GIVEN INSTRUCTION -
Copy out verbatim the lines of the entries that begin with the one containing "Please locate the blurred" and end with the one containing "Target: blurred green background", including both of those lines and nothing beyond them.

MATERIAL FOR THIS TASK -
____

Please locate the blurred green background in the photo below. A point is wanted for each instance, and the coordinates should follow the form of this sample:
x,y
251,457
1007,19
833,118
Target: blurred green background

____

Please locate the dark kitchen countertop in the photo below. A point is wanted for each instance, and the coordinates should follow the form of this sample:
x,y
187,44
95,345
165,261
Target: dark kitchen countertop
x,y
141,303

____

WORKED ANSWER -
Please locate the blurred green background in the photo below. A point is wanted for each instance, and the coordinates should follow the form of this sample:
x,y
251,457
1007,19
833,118
Target: blurred green background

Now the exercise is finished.